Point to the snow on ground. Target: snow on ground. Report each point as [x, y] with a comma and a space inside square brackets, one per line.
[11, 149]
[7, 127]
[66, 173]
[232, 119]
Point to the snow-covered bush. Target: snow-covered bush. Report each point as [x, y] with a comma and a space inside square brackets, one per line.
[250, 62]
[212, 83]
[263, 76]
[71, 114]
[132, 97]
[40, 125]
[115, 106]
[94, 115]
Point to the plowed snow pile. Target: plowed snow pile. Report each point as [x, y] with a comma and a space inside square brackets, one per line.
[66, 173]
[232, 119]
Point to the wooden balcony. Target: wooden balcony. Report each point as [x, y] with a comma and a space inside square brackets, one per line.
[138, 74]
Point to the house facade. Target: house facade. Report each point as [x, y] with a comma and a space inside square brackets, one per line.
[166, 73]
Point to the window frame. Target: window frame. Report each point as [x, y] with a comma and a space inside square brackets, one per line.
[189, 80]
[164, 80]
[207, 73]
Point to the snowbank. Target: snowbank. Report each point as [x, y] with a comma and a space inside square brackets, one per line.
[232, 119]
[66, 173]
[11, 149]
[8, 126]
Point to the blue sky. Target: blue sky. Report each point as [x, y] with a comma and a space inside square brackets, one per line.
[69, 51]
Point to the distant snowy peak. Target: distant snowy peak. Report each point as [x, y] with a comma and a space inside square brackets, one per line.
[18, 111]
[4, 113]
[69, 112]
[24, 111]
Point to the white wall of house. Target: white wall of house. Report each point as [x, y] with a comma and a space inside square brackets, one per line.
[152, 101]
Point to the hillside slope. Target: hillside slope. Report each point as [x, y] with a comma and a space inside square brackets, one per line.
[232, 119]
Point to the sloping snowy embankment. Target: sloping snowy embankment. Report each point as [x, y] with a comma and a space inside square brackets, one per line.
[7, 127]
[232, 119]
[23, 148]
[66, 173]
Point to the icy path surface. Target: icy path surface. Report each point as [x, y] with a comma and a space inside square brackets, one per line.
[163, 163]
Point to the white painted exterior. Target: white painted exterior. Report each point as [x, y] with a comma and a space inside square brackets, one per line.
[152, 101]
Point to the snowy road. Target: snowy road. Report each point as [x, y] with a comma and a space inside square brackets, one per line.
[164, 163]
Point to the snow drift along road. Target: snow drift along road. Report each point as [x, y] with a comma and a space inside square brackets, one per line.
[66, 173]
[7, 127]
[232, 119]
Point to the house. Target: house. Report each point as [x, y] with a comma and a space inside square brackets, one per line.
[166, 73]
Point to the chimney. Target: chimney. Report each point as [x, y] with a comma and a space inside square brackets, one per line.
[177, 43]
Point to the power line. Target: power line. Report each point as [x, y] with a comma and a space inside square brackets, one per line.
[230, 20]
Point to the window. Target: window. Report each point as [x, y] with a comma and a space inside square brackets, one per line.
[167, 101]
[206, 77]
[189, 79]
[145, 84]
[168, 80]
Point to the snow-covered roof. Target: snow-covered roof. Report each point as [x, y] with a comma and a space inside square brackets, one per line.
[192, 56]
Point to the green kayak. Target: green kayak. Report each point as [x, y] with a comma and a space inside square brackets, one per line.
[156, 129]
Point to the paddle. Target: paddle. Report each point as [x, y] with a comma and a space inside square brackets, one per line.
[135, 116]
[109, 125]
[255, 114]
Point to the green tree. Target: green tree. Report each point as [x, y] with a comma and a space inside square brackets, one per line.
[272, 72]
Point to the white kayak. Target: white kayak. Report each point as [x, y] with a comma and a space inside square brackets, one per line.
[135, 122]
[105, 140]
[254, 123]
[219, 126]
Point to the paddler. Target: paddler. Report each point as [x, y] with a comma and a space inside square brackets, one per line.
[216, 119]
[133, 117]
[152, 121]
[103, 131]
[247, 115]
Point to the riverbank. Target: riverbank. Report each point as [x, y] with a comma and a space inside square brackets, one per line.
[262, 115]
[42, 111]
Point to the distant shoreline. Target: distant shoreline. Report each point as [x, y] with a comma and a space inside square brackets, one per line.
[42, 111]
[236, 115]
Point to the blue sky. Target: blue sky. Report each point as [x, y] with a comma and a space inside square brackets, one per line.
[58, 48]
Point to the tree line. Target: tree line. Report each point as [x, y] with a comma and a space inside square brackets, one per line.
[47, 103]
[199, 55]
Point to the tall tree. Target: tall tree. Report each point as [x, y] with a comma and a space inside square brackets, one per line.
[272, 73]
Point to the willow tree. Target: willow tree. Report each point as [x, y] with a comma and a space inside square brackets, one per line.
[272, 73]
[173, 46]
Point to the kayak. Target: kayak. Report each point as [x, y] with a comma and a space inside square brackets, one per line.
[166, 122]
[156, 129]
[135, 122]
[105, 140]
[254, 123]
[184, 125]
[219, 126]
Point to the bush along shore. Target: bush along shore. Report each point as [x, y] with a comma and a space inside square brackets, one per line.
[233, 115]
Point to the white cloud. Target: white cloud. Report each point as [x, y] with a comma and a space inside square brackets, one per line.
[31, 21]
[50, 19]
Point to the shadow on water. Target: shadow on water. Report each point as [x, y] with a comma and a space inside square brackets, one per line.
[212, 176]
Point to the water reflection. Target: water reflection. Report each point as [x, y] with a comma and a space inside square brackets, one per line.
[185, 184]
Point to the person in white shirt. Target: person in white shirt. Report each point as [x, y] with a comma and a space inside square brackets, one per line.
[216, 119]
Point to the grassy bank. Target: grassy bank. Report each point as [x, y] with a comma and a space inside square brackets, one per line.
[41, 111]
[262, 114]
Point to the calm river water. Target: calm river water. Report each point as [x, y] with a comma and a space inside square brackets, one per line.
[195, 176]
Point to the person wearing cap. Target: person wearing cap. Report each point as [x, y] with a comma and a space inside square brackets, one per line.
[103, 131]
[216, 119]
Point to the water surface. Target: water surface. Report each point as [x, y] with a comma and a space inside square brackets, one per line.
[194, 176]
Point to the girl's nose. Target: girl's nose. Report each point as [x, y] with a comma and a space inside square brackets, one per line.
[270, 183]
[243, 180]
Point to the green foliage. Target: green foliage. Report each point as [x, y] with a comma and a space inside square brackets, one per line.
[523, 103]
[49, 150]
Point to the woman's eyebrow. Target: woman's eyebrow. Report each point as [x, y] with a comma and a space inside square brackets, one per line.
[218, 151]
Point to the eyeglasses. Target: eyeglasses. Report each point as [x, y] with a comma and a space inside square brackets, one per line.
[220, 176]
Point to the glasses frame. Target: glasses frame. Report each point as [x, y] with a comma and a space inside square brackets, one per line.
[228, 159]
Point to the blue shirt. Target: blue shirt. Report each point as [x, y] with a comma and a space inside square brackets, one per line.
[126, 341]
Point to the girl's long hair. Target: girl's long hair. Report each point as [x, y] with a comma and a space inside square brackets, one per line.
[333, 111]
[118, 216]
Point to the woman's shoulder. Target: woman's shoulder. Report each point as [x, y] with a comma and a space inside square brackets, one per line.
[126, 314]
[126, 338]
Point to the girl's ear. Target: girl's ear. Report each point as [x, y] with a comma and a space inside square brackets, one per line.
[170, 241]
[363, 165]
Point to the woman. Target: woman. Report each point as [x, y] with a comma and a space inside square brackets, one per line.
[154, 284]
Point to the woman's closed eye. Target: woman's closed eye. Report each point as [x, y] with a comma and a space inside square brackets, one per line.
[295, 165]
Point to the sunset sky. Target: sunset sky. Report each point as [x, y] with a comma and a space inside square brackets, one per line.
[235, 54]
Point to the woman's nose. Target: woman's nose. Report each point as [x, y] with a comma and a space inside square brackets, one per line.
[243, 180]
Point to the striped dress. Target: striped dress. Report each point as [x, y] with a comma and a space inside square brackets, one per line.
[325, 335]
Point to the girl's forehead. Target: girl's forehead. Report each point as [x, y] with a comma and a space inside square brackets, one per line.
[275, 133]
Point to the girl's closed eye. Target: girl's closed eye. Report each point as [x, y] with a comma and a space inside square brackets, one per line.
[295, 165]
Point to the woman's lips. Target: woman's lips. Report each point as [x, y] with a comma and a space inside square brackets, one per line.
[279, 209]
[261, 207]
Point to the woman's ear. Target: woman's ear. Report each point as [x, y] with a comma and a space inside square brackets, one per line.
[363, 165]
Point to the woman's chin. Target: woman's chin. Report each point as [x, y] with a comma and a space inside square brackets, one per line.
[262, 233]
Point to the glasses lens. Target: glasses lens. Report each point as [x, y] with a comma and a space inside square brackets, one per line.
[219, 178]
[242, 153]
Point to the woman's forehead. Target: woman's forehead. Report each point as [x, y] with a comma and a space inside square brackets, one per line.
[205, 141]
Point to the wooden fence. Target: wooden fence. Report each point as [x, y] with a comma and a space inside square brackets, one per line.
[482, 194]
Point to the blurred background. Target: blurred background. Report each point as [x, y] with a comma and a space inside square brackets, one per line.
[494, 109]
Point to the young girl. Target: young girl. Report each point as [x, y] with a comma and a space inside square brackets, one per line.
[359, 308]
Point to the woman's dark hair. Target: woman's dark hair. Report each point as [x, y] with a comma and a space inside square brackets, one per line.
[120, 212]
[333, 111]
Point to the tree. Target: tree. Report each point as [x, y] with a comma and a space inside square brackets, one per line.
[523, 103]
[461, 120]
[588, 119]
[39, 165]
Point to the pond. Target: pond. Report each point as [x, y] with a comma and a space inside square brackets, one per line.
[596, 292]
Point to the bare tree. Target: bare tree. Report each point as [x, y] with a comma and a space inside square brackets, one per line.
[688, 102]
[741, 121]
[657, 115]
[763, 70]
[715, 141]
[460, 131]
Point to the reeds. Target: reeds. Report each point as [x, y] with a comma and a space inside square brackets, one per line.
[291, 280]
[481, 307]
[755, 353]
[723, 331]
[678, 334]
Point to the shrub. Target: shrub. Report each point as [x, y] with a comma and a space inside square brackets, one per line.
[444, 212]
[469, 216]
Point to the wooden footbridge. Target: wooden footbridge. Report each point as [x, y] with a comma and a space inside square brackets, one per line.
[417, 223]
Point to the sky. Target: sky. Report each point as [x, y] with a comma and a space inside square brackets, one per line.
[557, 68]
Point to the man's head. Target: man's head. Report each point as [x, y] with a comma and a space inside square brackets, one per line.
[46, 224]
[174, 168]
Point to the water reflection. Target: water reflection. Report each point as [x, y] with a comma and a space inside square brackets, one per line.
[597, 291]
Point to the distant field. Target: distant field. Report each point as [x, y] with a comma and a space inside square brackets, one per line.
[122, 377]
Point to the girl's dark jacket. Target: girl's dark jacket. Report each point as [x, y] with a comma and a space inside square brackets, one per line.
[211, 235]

**Instructions to follow**
Locate "Point to the young" in the material, then quote the line that contains it and all lines after it through the final one.

**Written response**
Point to the young girl. Target: young girl. Report each point as [x, y] with a comma and a space inside square brackets, one per line.
[359, 308]
Point to the woman's dark hair. Target: woman's dark hair. Report each point as [x, y] with a comma and a space inside square brackets, one per line.
[120, 212]
[333, 111]
Point to the tree. Target: tree. Report each point as [x, y] with a comma and a space inside square brackets, one per line.
[523, 103]
[461, 120]
[588, 119]
[39, 165]
Point to the pond. Target: pond. Report each point as [x, y] with a comma and a space inside square brackets, one per line.
[596, 292]
Point to the bare tree. Target: bare tree. Report each point as [x, y] with a comma and a space inside square brackets, one per line.
[688, 102]
[741, 121]
[657, 115]
[763, 70]
[715, 141]
[460, 131]
Point to the reeds. Target: reeds. Report each point as [x, y] with a comma and a space inside square brackets, one per line.
[291, 280]
[481, 307]
[755, 353]
[723, 331]
[678, 334]
Point to the shrub. Target: shrub. Report each point as [x, y] with a comma and a space inside square brackets, one per line.
[444, 212]
[469, 216]
Point to the wooden footbridge. Target: wooden footbridge. Report each point as [x, y] with a comma and a space inside square brackets, one per line.
[417, 223]
Point to the sky. Target: sky. Report each point as [x, y] with a comma and a space inside square brackets, one per line.
[557, 68]
Point to the man's head. Target: man's head. Report each point as [x, y] with a comma and a space inside square brackets, one per line.
[46, 224]
[174, 168]
Point to the water reflection. Target: water reflection. Report each point as [x, y] with a comma and a space inside square brackets, one per line.
[597, 291]
Point to the distant field. Target: distant field. Report each point as [x, y] with a comma and a space inside square brackets, one per line.
[122, 377]
Point to the girl's dark jacket. Target: girl's dark jacket. Report each point as [x, y] with a comma and a space inside square brackets, one per line.
[211, 235]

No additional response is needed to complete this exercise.